*Task input:*
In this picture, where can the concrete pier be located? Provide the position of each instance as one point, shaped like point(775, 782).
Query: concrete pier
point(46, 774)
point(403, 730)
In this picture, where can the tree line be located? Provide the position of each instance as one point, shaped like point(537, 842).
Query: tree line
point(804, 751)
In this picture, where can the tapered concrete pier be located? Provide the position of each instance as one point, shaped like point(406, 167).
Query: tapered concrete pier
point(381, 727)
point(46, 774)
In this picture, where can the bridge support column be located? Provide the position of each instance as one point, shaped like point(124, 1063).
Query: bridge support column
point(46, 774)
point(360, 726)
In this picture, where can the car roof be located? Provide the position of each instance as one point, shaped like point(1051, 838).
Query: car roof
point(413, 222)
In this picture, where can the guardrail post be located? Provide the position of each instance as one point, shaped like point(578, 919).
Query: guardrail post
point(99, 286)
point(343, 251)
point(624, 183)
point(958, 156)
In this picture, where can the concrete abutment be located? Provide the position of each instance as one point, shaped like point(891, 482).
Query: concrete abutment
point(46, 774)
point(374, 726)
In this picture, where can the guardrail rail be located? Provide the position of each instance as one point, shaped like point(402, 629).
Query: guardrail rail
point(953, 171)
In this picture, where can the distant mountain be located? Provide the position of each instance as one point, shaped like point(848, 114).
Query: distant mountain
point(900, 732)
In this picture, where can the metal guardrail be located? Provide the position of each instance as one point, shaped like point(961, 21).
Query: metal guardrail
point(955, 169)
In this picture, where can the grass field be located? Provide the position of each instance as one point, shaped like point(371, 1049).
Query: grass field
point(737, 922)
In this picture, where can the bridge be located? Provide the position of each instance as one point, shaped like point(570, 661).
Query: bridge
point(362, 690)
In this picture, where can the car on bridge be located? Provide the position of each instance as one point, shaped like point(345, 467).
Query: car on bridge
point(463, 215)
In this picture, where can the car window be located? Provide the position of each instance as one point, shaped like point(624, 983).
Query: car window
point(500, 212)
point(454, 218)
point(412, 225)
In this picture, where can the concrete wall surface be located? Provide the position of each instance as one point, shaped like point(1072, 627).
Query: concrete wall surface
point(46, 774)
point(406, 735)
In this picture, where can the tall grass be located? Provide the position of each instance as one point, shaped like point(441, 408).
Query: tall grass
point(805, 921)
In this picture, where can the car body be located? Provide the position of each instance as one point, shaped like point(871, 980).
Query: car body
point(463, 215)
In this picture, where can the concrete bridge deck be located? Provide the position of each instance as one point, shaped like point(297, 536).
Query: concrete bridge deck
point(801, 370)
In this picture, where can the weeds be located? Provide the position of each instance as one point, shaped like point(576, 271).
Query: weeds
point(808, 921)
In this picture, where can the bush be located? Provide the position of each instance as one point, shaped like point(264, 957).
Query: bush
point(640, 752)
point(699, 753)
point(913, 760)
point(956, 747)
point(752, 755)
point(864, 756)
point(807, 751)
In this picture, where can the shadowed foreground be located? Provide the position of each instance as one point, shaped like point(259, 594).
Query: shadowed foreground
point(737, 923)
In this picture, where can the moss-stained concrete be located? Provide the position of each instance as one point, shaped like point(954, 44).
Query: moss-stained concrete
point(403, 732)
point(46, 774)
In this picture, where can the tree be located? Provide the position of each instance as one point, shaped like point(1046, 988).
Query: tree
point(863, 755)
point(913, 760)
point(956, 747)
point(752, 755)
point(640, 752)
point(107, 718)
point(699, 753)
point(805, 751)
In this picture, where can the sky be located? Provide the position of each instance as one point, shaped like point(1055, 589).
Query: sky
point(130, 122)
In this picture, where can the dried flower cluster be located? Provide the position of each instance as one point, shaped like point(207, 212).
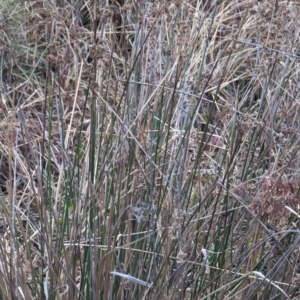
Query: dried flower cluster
point(274, 196)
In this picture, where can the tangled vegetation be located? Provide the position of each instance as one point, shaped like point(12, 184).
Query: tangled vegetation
point(149, 149)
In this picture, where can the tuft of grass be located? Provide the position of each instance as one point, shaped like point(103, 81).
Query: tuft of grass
point(149, 150)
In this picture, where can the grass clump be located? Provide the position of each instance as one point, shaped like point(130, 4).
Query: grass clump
point(149, 150)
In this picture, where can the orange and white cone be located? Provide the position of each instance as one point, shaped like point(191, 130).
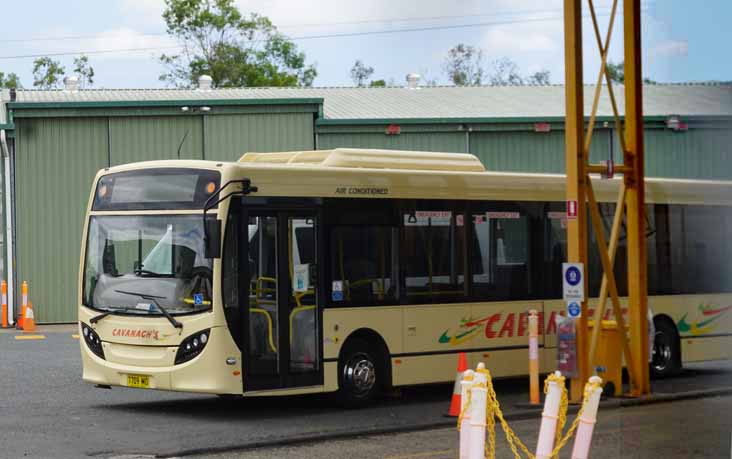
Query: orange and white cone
point(29, 322)
point(24, 305)
point(456, 397)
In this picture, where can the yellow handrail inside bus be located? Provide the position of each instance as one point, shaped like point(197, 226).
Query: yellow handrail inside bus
point(269, 326)
point(296, 311)
point(190, 301)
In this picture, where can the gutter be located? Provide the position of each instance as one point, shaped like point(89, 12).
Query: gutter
point(9, 268)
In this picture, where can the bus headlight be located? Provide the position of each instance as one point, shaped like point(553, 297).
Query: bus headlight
point(192, 346)
point(92, 340)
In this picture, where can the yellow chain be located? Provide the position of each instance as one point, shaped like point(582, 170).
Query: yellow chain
point(467, 401)
point(493, 411)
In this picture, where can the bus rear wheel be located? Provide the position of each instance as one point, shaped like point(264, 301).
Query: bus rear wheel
point(360, 374)
point(666, 357)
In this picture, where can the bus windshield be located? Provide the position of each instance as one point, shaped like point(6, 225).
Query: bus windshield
point(152, 255)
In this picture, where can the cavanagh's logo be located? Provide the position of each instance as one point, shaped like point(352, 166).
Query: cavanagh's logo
point(130, 333)
point(509, 324)
point(705, 323)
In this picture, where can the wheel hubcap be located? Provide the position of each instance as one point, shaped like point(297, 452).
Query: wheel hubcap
point(361, 373)
point(661, 352)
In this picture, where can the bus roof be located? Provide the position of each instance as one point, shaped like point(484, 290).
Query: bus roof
point(358, 173)
point(372, 159)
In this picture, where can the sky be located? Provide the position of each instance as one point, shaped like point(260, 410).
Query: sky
point(682, 41)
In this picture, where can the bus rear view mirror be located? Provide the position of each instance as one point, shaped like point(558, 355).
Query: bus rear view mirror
point(212, 238)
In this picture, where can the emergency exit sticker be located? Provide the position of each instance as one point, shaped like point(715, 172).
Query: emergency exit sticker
point(337, 289)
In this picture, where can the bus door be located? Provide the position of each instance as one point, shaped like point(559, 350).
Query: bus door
point(282, 327)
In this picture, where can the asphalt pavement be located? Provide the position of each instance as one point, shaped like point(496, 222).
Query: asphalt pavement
point(48, 412)
point(698, 429)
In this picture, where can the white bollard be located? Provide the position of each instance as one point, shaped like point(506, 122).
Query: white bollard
point(465, 385)
point(586, 426)
point(549, 417)
point(478, 399)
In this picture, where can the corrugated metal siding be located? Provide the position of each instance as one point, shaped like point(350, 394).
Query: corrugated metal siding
point(154, 137)
point(529, 151)
point(696, 153)
point(230, 136)
point(56, 160)
point(422, 141)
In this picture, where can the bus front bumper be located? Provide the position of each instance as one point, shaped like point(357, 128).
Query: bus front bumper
point(209, 372)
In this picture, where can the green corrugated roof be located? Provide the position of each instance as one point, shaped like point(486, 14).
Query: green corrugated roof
point(436, 102)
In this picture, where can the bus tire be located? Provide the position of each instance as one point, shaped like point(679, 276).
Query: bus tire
point(360, 374)
point(666, 358)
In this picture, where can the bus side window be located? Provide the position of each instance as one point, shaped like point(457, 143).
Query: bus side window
point(433, 254)
point(501, 268)
point(361, 265)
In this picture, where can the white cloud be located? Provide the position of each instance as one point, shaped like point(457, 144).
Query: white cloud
point(127, 38)
point(146, 12)
point(671, 48)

*What is required:*
Copy the material above word for word, beginning with its first line and ending with the line that contains "point(362, 690)", with both of those lines included.

*Response to the task:*
In this picture, where can the concrete pier be located? Provide the position of each instance as one point, shaped like point(775, 782).
Query: concrete pier
point(46, 774)
point(403, 730)
In this picture, where can the tree line be located? Provide the position of each instance as one point, shaped like point(537, 842).
Query: tree line
point(804, 751)
In this picture, where can the tapered concrete pier be located? Provide the position of each instance as one point, shaped like point(406, 167).
Query: tapered concrete pier
point(381, 727)
point(46, 774)
In this picture, where can the bridge support column be located? Provide the position of each instance as one point, shaped like point(124, 1063).
Query: bridge support column
point(46, 774)
point(360, 726)
In this picture, where can the car roof be located? Provide the position of each instance as one point, shaped like point(1051, 838).
Query: car roof
point(413, 222)
In this picture, where can the guardrail post be located? Provide the position of each instance as one point, shaped like point(578, 919).
Query: guardrail post
point(99, 286)
point(343, 251)
point(624, 183)
point(958, 156)
In this picture, where can the concrete abutment be located? Provide the position of each instance as one point, shaped like point(891, 482).
Query: concrete abutment
point(46, 774)
point(374, 726)
In this picture, where can the guardrail rail be located? Provide the position of each instance as one point, shaped like point(402, 629).
Query: guardrail rail
point(953, 171)
In this picture, where can the distant mountain be located? Provide the position of each instance as one point, shaped like point(848, 114).
Query: distant mountain
point(900, 732)
In this picture, where can the metal guardrail be located? Provide the position of each instance as one point, shaped like point(961, 21).
Query: metal guardrail
point(955, 169)
In this picture, where can the grass field be located? Provide the position of each instance as one point, shaped like point(371, 1049).
Query: grass field
point(737, 922)
In this picture, where can the bridge be located? Provide the position of each instance as one point, shaped like point(570, 661).
Query: bridge
point(362, 690)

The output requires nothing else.